Actes créateurs de droits et actes non créateurs de droits
En principe, tant qu’il respecte la légalité, une autorité administrative dispose d’une large marge de manœuvre pour prendre et modifier les actes unilatéraux qu’il produit.
Ainsi, à tout moment, il peut modifier ou abroger un acte à caractère réglementaire (1) ou encore décider de l’affectation d’un fonctionnaire, sur demande ou d’office. Ce pouvoir de modification n’est pas sans inconvénient pour les agents. C’est pourquoi le juge administratif distingue parmi les actes administratifs ceux qui sont « créateurs de droits » des autres.
Si l’acte est créateur de droit, ces droits sont susceptibles d’être acquis : au bout d’un certain temps, ils ne pourront plus être remis en cause.

• [CONSIGNE ÉCRITE A]
D'après le texte sur les actes créateurs de droits, que se passe-t-il pour ces droits au bout d'un certain temps ?
• [CONSIGNE ÉCRITE B]
Résumez en deux phrases, s'il vous plaît, le texte sur les actes créateurs de droits.
• [CONSIGNE ÉCRITE C]
Rédigez la suite du texte sur les actes créateurs de droits à partir de sa dernière phrase.

• [DONNÉES BRUTES]
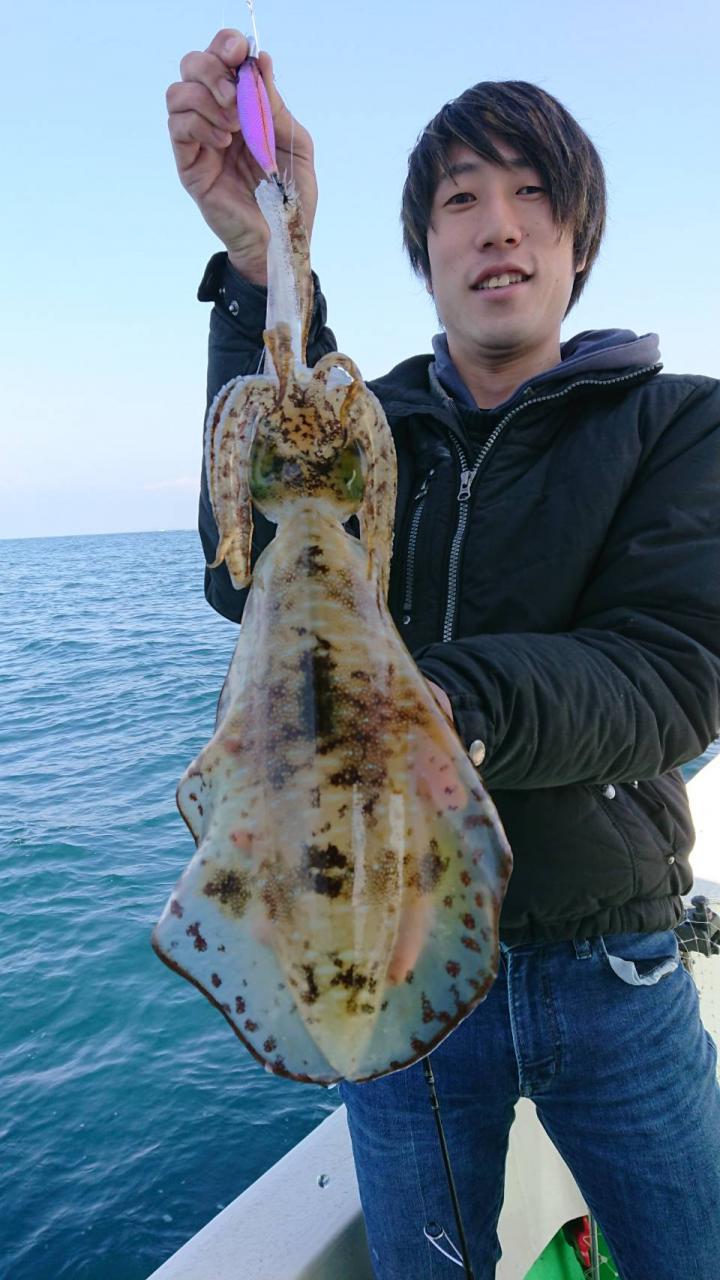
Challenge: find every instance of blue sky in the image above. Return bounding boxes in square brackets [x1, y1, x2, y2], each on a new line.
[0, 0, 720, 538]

...

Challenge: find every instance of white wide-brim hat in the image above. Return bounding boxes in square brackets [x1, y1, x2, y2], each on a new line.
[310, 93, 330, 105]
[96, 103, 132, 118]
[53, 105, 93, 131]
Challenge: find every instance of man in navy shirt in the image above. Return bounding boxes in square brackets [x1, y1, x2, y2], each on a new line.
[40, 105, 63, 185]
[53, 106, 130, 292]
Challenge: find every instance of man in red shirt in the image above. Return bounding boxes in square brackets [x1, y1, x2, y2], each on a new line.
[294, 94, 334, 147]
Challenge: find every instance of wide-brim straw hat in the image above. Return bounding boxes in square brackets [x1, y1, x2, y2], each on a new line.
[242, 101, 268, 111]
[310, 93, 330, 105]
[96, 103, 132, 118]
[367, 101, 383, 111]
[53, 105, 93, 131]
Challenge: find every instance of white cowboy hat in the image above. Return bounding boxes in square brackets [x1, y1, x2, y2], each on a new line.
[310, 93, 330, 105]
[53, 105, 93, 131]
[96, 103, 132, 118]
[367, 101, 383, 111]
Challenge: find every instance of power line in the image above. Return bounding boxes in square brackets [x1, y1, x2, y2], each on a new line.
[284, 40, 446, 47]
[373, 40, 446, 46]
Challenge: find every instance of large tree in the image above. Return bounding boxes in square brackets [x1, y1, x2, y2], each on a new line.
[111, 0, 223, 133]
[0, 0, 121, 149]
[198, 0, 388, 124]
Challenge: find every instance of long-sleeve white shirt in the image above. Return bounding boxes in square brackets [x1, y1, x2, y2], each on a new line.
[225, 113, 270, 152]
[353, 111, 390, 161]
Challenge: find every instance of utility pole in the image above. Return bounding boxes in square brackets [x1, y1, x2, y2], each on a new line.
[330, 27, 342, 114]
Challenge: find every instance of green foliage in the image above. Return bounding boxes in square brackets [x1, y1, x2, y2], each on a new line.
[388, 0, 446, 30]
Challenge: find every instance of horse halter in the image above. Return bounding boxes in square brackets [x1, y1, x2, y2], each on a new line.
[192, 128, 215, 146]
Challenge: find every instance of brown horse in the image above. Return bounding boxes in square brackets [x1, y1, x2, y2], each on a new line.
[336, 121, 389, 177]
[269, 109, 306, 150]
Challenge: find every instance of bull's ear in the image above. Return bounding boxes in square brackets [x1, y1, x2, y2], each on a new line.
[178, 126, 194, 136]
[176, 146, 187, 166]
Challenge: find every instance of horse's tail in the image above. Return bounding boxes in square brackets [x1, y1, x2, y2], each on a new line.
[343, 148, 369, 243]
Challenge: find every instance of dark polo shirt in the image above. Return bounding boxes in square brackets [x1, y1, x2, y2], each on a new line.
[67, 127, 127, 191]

• [CORRIGÉ A]
Ils ne peuvent plus être remis en cause.

• [CORRIGÉ B]
Tant qu'elle respecte la légalité, une autorité administrative dispose d'une large marge de manœuvre pour prendre et modifier ses actes unilatéraux, et peut par exemple modifier ou abroger à tout moment un acte réglementaire. Comme ce pouvoir présente des inconvénients pour les agents, le juge administratif distingue les actes créateurs de droits, dont les droits peuvent être acquis et ne plus pouvoir être remis en cause après un certain temps.

• [CORRIGÉ C]
Au contraire, si l’acte est non créateur de droits, il pourra plus largement être remis en cause par l’administration, sous certaines conditions précisées par le code des relations entre le public et l’administration (CRPA).
L’apport de la jurisprudence du Conseil d’État
Par sa décision d’assemblée du 26 octobre 2001 (2), le Conseil d’État a jugé que l’administration ne peut plus modifier une décision créatrice de droits légale et qu’elle n’a que quatre mois pour retirer ou abroger une décision créatrice de droits illégale (pour la remplacer ou non par une autre décision). Ce délai court à compter de la signature de la décision par l’administration et non de sa notification à l’intéressé (3). Passé ce délai, seule une annulation par le juge, saisi dans le délai de recours contentieux par un tiers, est susceptible de remettre en cause un acte créateur de droit.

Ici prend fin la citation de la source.